▶ [ZU ERLEDIGENDE AUFGABEN]
a) Welches einzige Talent schreibt die Rezension zu Kershaws Hitler-Band Hitler zu?
b) Fasse die Rezension zu Kershaws Hitler-Band in zwei Sätzen zusammen.
c) Schreibe die Rezension zu Kershaws Hitler-Band im Anschluss an ihren letzten Satz weiter.

▶ [VORLIEGENDER TEXT]
________________________________________

Um es gleich vorweg zu sagen, es hat sich gelohnt. Mit einer typisch angelsächsischen Brillanz geht der Autor das Thema an. Auf jeder Seite faktensicher und trotzdem extrem lesbar, gerade für den interessierten, aber nicht fachgebildeten Laien.

Kershaw geht in diesem Band nicht ausschließlich der Person Hitlers nach, sondern er will der Frage auf den Grund gehen, warum es möglich war, das ein, so Kershaw, fauler, schmarotzender und arbeitsscheuer Mensch an die politische Spitze eines kultivierten und technisch fortschrittlichen Landes wie Deutschland gelangen konnte.

Diesen Bogen gesellschaftlicher und politischer Verhältnisse, die Wechselwirkung zwischen beiden, zeichnet der Autor nach. In den Wirren der niemals vom Volk und einflußreichen Kreisen richtig akzeptierten Weimarer Demokratie, in der Spannung zwischen politischen Flügelkämpfen zwischen Rechts und Links, bestach Hitler durch sein einziges Talent- seine demagogischen Fähigkeiten.

Zwei verhängnisvolle Zeitströmungen führten zum Aufstieg Hitlers. Zum einen war es der Wunsch der überwiegenden Mehrzahl der Deutschen, daß die Demokratie von einer wie auch immer gearteten Regierung abgeschafft werden sollte, zum anderen war es der verlorene 1. Weltkrieg und die zu leistenden Reparationszahlungen, die auf lange Zeit eine eigenständige wirtschaftliche Entwickling Deutschlands verhinderten.

Die Schrecken welche die Menschen angesichts der Münchener Räterepublik erfassten, ebneten den Weg für einen Demagogen wie Hitler, der von sich behauptete, die richtigen Wege aus der Krise gefunden zu haben. Die Sehnsucht eines Volkes nach einem ruhigen, in festen Grenzen ablaufendem Leben lief konform mit den Bestrebungen von Kapital und national-konservativen Kreisen, die Weimarer Republik abzuschaffen.

________________________________________

▶ [BEREITGESTELLTES MATERIAL]
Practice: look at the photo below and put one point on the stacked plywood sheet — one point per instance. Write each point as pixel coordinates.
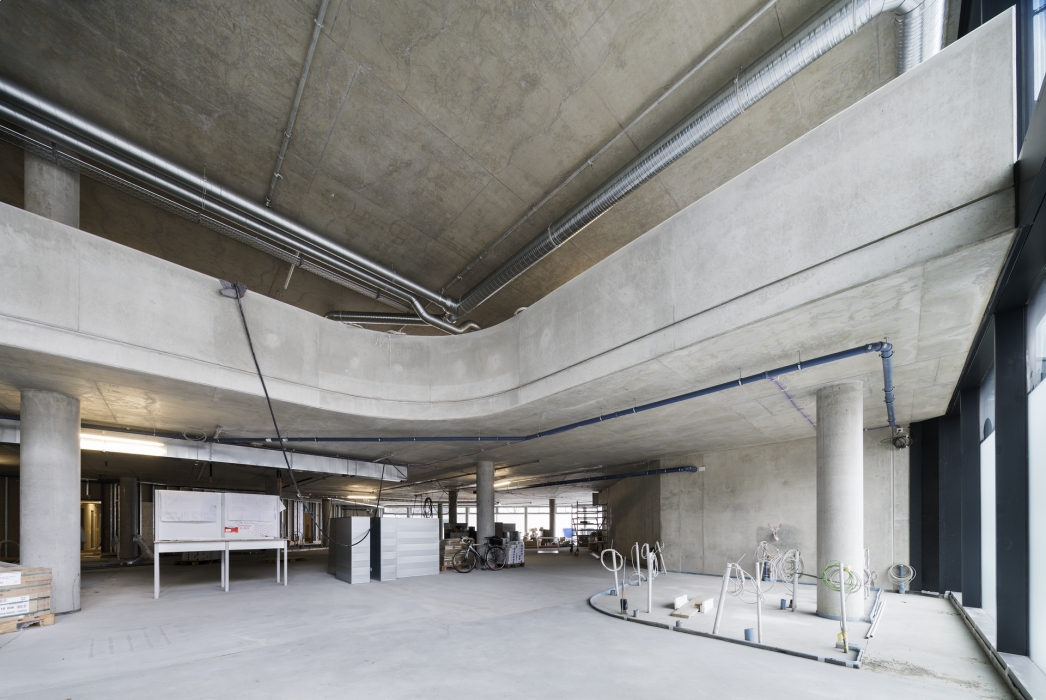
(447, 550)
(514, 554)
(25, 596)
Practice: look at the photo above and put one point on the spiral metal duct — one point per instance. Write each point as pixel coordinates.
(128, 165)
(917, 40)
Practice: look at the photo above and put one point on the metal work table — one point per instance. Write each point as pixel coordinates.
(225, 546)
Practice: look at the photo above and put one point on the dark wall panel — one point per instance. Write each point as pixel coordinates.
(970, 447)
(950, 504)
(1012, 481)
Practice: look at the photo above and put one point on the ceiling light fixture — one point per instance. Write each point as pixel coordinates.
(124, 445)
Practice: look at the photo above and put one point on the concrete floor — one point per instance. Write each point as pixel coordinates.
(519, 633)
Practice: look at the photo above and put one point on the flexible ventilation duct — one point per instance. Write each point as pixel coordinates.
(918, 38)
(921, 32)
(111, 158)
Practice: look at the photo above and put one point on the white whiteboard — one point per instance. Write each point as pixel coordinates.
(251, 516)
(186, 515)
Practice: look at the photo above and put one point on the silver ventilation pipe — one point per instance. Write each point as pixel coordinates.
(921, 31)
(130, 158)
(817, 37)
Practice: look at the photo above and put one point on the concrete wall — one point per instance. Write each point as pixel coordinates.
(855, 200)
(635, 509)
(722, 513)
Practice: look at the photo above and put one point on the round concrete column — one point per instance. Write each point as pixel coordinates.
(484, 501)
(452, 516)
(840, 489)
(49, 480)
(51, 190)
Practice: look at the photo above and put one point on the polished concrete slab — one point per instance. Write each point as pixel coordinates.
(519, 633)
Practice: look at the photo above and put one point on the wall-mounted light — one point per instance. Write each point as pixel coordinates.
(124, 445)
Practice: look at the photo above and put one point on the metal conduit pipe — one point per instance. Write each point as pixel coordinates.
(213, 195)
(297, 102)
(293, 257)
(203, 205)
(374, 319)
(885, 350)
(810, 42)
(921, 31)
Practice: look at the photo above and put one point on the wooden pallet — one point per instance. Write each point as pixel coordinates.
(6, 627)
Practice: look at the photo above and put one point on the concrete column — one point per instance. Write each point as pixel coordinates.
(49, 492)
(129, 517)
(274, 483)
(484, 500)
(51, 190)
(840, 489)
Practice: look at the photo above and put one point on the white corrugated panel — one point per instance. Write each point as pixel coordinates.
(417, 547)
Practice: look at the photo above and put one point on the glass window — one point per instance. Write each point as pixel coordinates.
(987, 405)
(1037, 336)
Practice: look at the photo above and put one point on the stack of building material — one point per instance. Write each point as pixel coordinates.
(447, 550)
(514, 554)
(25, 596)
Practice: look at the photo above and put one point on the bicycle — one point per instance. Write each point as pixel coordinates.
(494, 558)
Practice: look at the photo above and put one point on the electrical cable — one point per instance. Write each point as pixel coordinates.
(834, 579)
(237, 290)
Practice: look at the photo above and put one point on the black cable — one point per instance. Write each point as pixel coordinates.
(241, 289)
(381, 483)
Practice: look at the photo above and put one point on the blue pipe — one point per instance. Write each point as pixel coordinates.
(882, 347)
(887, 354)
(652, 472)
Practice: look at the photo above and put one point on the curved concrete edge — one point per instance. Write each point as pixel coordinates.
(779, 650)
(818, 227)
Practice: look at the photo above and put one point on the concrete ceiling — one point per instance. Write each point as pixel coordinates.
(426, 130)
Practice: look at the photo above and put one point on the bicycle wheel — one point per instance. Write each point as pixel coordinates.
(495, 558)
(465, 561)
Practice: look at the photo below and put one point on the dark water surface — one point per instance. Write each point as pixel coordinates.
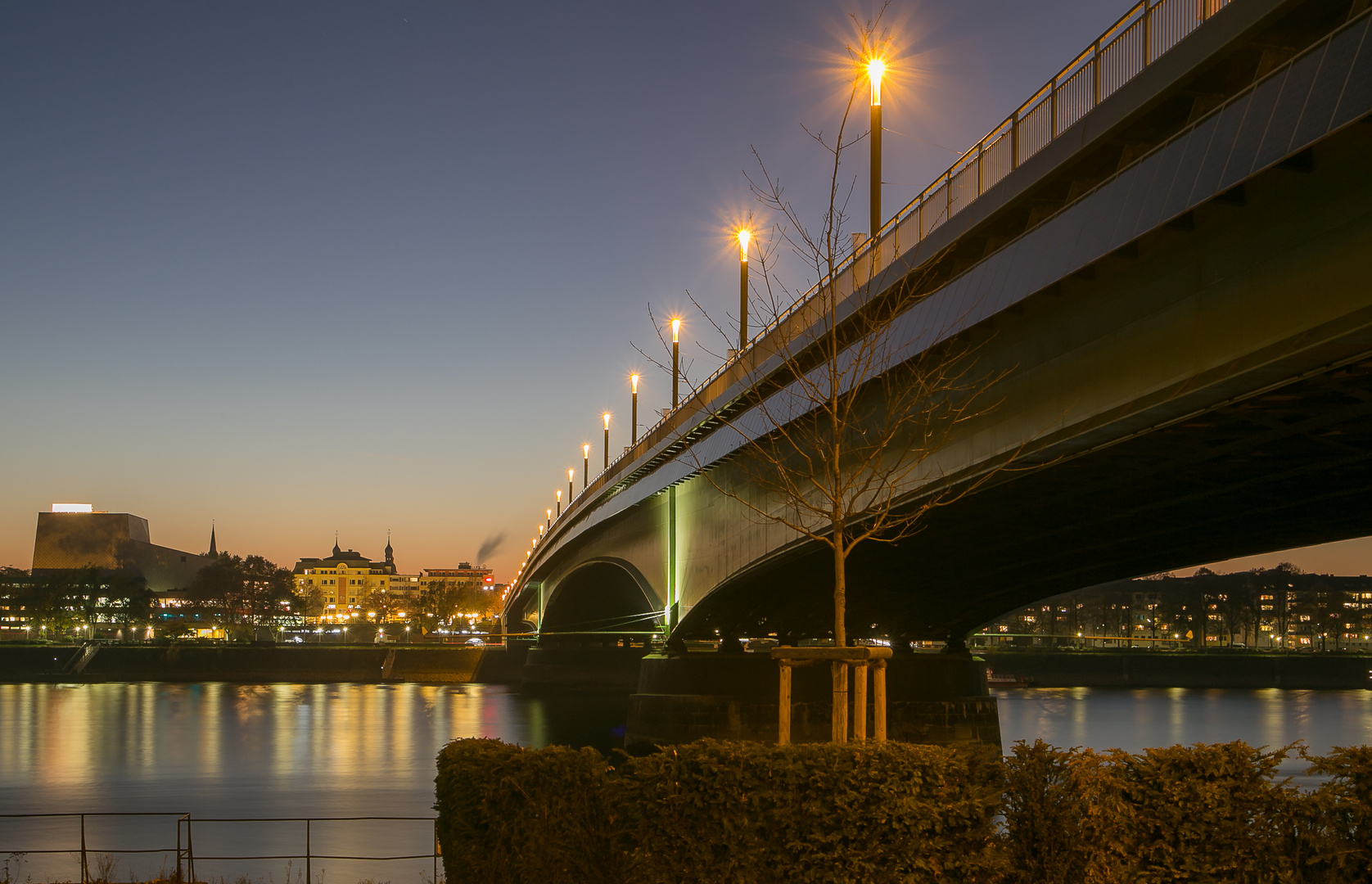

________________________________________

▶ [LÖSUNGEN]
a) Seine demagogischen Fähigkeiten.

b) Die Rezension lobt den Band als faktensicher und auch für interessierte Laien gut lesbar und erklärt, dass Kershaw vor allem fragt, wie ein fauler, schmarotzender und arbeitsscheuer Mensch an die Spitze eines kultivierten und technisch fortschrittlichen Landes wie Deutschland gelangen konnte. Als Gründe für Hitlers Aufstieg nennt sie seine demagogischen Fähigkeiten in der nie richtig akzeptierten Weimarer Demokratie, den Wunsch der Mehrheit nach Abschaffung der Demokratie, den verlorenen Ersten Weltkrieg mit den Reparationszahlungen sowie den Schrecken der Münchener Räterepublik.

c)
Eindrucksvoll spürt Kershaw dem damaligen Zeitgeist nach und versteht es dem Leser klar zu machen, wie es gelingen konnte, daß Deutschlands Weg in einen Abgrund aus Gewalt und Terror führte. Kurioserweise und darauf weist der Autor immer wieder hin, kam Hitler und die NSDAP auf legale Weise an die Macht. Durch die Selbstauflösung des Reichstags, anschließende Neuwahlen und das vom Reichstag beschlossene Ermächtigungsgesetz war der Weg frei für die Partei Hitlers.

Alle weiteren politischen Erfolge, National und International, umgaben ihn mit einer Aura des unbezwingbaren Staatslenkers und erhöhten automatisch sein Ansehen bei der Deutschen Bevölkerung. In den Jahren bis 1936 war deshalb nicht die geringste Spur von Wiederstand zu finden. Säuberungsaktionen fanden schnell und brutal statt, bevor eine reale Gefahr für das System entstand. Hitlers politischer Überlebensinstinkt funktionierte tadellos.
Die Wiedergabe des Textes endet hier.